[Records in a dataset]
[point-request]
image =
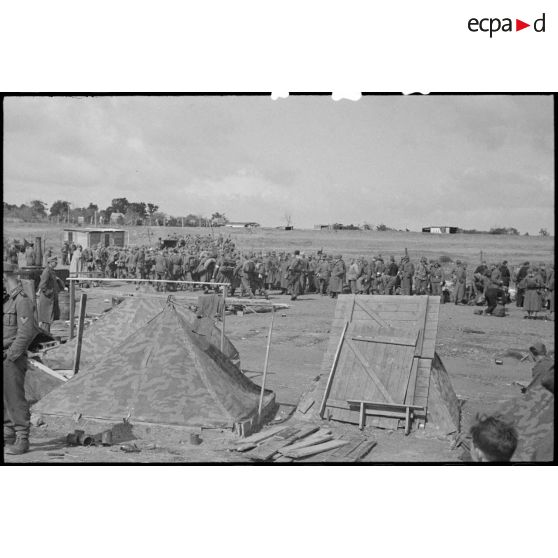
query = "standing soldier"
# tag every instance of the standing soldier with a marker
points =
(140, 265)
(19, 329)
(521, 274)
(46, 256)
(550, 288)
(505, 274)
(49, 287)
(337, 279)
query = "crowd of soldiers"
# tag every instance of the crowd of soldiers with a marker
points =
(205, 259)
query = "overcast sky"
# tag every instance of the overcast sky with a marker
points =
(469, 161)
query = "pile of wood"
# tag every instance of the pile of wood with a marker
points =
(285, 444)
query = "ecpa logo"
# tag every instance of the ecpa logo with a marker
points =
(493, 25)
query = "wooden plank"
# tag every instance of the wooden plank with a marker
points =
(288, 432)
(363, 450)
(305, 403)
(314, 450)
(370, 370)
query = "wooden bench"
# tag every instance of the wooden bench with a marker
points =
(392, 410)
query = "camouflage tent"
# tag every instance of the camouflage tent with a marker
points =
(164, 374)
(533, 417)
(117, 324)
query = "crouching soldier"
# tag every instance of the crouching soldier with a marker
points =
(19, 329)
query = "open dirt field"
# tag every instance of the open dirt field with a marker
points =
(300, 339)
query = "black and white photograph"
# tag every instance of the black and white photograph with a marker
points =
(236, 279)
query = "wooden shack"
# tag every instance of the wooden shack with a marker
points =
(90, 238)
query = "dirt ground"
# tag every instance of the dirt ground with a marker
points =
(467, 247)
(467, 344)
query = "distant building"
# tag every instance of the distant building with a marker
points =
(242, 224)
(440, 230)
(89, 238)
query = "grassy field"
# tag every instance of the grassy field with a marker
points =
(515, 249)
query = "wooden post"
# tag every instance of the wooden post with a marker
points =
(332, 372)
(72, 307)
(223, 318)
(266, 360)
(77, 354)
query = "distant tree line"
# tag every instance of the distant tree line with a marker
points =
(119, 212)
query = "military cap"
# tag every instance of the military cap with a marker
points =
(538, 348)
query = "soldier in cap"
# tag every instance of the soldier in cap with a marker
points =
(49, 287)
(407, 271)
(323, 273)
(392, 271)
(19, 328)
(436, 279)
(520, 294)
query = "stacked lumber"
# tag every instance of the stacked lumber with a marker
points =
(285, 444)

_Task instructions_.
Extract each line of the material above that contains the word "wooden".

_Task output_.
query = "wooden plank"
# tag every instance of the wooden plank with a marker
query = "wooden bench"
# tag every instance of the wooden bench with a marker
query = "wooden shack"
# tag every instance of the wooden shack with a marker
query = "wooden post"
# tag every instance of the wooden post with a marker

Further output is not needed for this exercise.